* _Text under study_
A Twitter campaign increased followers by 50%.
Xerox has a small budget dedicated to experimenting with emerging ad and marketing platforms, but CMO Christa Carone is selective in choosing where those dollars go. The company, founded in the early 1900s, ran a small paid tweets campaign on Twitter that helped boost follower numbers and drove traffic to a YouTube video intended to help re-brand Xerox as a 21st century tech services firm.
The company also takes a nuanced approach to international social media management, allowing execs at its 160 country locations to create Facebook, Twitter, or LinkedIn accounts, but monitoring them for quality assurance. The U.S. marketing team recently had to shut down one of those Facebook pages when it wasn't up to snuff.
"We've been allocating some dollars for experimentation every year because the marketing landscape is changing so quickly every single month," Carone told ClickZ on Monday. That experimental media budget accounts for less than 5 percent of the overall marketing budget, she said.
"As a result of our recent paid Twitter activity, we increased interested followers by 50 percent, and increased awareness of a new video on our YouTube channel through engagements including retweets, replies, favorites, and clicks," said Carone. The company also ran a promoted "Who to Follow" campaign targeted to people interested in B2B.

* _Data for analysis_
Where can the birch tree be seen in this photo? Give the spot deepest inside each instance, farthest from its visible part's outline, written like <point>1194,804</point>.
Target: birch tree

---

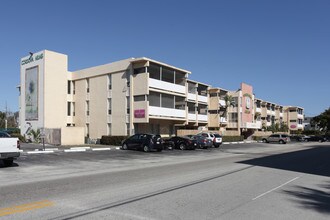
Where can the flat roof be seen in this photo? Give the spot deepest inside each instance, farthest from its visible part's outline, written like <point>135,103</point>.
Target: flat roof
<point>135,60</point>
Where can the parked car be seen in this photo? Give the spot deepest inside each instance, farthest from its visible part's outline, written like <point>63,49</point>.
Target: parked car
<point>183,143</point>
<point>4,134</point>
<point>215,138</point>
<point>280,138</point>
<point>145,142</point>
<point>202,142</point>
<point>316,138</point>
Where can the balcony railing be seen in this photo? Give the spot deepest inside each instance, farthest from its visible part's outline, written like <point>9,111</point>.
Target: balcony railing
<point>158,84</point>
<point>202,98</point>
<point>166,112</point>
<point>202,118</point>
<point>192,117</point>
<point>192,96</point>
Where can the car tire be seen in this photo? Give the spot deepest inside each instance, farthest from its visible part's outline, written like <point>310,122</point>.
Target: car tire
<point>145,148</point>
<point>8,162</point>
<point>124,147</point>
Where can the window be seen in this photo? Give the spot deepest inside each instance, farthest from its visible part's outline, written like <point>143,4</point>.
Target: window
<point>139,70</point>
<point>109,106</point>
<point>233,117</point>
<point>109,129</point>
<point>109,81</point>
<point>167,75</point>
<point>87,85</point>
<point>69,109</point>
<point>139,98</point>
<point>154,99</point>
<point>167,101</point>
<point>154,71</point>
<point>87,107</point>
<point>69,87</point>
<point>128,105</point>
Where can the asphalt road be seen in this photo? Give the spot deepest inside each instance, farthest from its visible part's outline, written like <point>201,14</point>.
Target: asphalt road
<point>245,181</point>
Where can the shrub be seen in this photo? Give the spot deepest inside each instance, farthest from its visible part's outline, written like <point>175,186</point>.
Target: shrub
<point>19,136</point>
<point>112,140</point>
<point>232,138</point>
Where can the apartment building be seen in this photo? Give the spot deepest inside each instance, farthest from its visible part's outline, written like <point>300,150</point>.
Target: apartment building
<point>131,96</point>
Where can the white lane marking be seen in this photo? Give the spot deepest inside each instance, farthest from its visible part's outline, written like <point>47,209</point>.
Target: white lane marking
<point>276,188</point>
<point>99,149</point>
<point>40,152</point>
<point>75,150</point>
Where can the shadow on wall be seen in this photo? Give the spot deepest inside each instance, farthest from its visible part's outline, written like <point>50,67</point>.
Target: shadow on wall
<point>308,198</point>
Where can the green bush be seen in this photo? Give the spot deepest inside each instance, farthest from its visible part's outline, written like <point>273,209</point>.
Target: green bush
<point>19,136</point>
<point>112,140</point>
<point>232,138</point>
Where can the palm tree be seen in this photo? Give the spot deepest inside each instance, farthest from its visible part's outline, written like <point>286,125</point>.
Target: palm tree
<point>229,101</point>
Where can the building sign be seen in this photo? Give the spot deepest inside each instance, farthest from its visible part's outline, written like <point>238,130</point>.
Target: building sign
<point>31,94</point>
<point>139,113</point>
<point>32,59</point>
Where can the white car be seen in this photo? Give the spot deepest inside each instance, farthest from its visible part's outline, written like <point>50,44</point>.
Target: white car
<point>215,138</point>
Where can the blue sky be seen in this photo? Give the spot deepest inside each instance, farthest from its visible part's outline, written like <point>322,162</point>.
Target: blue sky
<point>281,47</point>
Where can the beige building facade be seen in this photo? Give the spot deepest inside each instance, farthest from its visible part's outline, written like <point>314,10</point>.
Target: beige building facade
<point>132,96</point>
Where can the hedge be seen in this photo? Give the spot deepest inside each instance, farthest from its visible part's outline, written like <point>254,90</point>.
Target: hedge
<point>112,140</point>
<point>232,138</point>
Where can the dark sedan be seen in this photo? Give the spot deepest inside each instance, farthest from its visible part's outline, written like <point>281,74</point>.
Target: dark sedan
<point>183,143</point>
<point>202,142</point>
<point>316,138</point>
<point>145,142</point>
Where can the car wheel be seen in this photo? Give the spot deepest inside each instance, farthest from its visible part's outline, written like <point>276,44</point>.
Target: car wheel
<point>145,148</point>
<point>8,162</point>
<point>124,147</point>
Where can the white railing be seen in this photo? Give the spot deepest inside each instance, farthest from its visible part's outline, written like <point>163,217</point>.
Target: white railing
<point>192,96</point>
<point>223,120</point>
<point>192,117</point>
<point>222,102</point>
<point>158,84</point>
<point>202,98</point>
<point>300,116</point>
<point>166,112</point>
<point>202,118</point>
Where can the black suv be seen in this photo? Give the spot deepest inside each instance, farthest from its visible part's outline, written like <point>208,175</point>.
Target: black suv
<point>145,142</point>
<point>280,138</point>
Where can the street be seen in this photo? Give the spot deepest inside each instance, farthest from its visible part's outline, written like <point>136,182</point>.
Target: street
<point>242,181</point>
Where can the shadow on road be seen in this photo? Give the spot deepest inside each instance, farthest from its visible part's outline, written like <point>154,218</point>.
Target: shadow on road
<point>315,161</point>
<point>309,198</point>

==

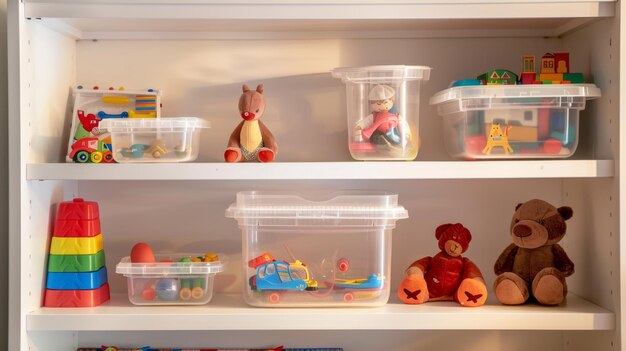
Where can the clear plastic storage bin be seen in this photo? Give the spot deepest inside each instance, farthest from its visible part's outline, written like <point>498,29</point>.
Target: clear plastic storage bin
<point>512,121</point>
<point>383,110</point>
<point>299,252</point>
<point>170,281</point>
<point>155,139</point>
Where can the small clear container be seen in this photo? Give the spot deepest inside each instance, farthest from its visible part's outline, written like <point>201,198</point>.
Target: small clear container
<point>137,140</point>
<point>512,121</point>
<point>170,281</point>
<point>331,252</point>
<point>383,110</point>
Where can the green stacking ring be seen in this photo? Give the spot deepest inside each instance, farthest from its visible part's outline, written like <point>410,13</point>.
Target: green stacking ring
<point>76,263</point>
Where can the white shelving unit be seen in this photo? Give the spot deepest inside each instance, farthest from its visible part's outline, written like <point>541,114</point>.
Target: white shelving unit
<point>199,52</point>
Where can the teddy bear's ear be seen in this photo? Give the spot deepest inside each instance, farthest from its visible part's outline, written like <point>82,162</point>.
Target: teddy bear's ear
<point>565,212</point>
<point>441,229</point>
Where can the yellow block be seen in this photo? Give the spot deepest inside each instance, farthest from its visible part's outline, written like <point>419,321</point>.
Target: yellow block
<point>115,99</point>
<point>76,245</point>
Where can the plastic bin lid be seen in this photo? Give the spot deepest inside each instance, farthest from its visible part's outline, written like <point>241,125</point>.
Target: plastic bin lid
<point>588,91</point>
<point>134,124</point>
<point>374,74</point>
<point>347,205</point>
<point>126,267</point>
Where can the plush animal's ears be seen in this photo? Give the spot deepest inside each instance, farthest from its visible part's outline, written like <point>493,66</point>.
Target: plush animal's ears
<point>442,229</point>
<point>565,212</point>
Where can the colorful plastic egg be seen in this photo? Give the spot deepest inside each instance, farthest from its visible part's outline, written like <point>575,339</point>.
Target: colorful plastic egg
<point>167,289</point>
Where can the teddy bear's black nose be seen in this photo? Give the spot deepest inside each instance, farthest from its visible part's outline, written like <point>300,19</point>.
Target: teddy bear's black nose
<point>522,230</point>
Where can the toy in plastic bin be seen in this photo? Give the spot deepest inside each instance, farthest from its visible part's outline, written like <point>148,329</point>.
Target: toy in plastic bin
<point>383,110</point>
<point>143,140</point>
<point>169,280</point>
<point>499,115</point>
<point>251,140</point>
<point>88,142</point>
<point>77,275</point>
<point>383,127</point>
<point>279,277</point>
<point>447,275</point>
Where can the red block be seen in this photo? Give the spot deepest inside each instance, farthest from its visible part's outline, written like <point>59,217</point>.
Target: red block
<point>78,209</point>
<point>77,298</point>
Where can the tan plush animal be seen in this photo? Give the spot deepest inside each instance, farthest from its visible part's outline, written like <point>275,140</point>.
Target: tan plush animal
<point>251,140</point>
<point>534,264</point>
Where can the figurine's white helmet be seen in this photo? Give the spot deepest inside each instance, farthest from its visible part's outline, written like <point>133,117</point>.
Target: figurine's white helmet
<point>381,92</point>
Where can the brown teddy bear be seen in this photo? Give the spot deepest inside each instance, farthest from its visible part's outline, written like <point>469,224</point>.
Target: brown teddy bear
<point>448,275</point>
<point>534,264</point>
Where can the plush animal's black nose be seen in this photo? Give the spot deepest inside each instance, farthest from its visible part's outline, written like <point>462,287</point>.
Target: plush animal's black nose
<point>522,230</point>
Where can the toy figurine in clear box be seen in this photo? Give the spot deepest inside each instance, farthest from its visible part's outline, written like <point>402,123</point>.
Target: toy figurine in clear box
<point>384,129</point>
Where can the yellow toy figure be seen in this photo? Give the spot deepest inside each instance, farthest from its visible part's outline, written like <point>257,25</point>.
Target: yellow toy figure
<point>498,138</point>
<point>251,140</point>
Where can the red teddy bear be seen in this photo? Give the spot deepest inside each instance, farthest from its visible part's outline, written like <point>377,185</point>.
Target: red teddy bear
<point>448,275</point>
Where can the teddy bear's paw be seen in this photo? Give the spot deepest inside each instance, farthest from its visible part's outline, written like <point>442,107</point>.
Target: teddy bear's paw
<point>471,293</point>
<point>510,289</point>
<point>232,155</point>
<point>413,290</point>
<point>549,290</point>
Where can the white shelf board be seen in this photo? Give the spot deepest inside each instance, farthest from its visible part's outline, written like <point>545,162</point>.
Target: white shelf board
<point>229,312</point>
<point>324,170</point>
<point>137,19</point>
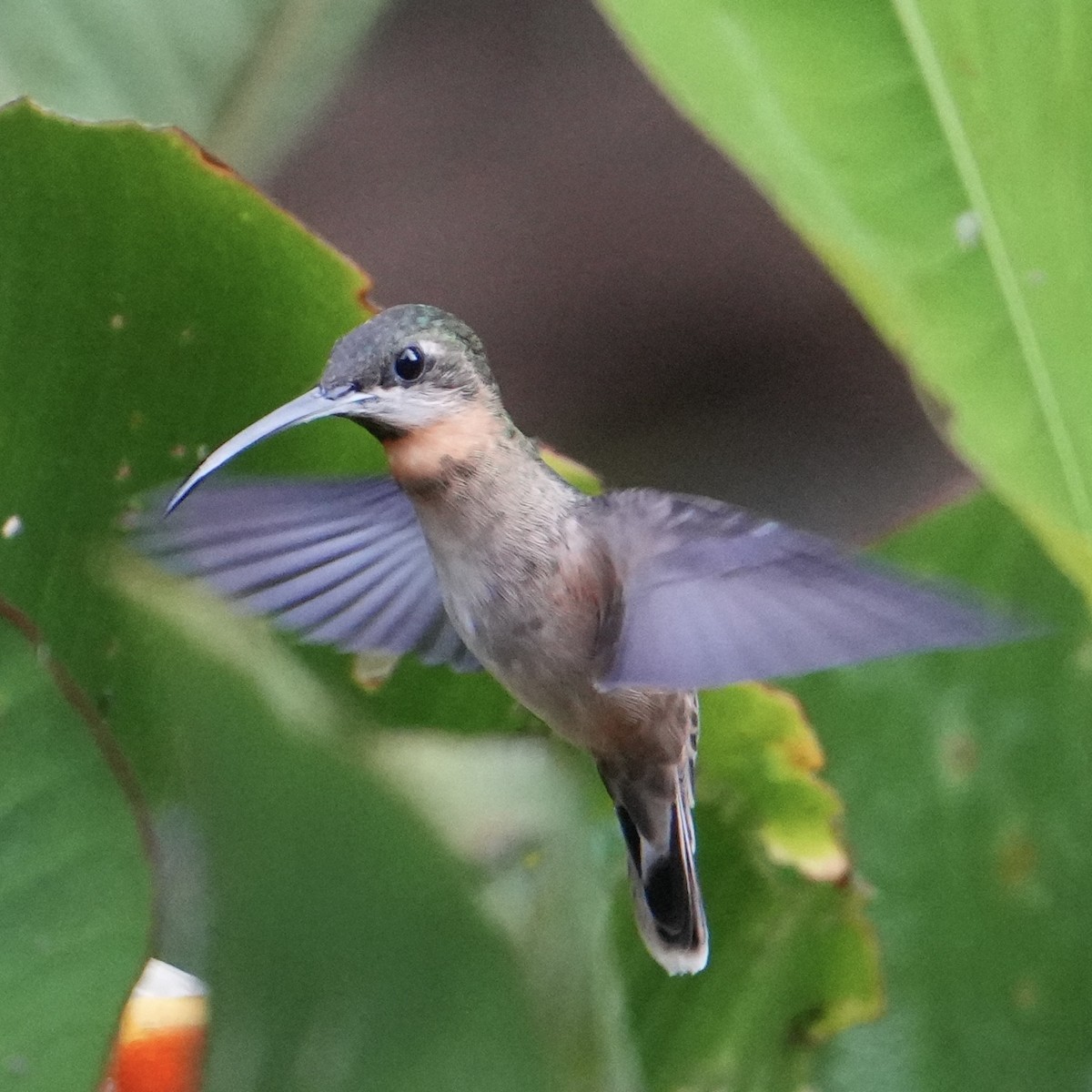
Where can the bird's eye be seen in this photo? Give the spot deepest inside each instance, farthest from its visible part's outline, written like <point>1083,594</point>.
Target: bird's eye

* _Instructions_
**1.** Print the passage of the Xerox marketing text starting at "The company also takes" and ending at "up to snuff.".
**2.** Carry on the Xerox marketing text from its final sentence.
The items are separate material, unrelated to the Xerox marketing text.

* _Answers below_
**1.**
The company also takes a nuanced approach to international social media management, allowing execs at its 160 country locations to create Facebook, Twitter, or LinkedIn accounts, but monitoring them for quality assurance. The U.S. marketing team recently had to shut down one of those Facebook pages when it wasn't up to snuff.

**2.**
"When I look at this from a business-to-business perspective... I say 'OK, paid Twitter promotion activity can be effective in a very tactical way.' " She would not use the platform to market to large corporate clients buying multi-million dollar systems and services. In addition to selling printers, Xerox offers IT outsourcing services, handles transactional processing for highway payment systems such as E-ZPass, and does administration of electronic medical records.
The firm does a lot of "very targeted digital advertising" such as display advertising when promoting specific, lower-priced products, said Carone.
"I know that the CIOs of major companies are not going to be making a $5 million... deal based on their connection with Xerox on Facebook," she told the audience during a Digitas New Front event last month. A ClickZ article detailing her comments generated a lively discussion and some skepticism about Xerox's social media marketing.
"I'm always encouraging my team to come to me with an idea," said Carone. "Somebody did come forward with a Pinterest idea the other day," she added, noting that her team has presented a handful of marketing ideas including "good old fashioned direct marketing" that she needs to evaluate. "I'm looking at all of these.... The one thing that marketers have right now are a tremendous amount of options, but we [don't have] a tremendous amount of dollars."
Xerox does not have a digital group in its marketing team. Rather, said Carone, "Digital is absolutely part of the business-as-usual landscape for everything that we do."
The company launched its "A World Made Simpler" YouTube video April 16 and promoted it via paid tweets. The video's goal is to shift perceptions of the Xerox brand and help educate potential clients about the company's newer business services offerings. It's become a tool for the firm's direct sales force to help start a conversation about Xerox.
"We look at marketing as an engagement tool," said Carone.
As opposed to Facebook, LinkedIn has been a better place for Xerox to interact with corporate clients and potential clients. The company plans to showcase 25 of its technology products and services on its corporate LinkedIn page in about two weeks, said Erin Isselmann, director of social media PR for Xerox.
"For the first time ever, people are sharing [our] content on LinkedIn," said Isselmann. "I think it's because LinkedIn is the platform that people are increasingly going to."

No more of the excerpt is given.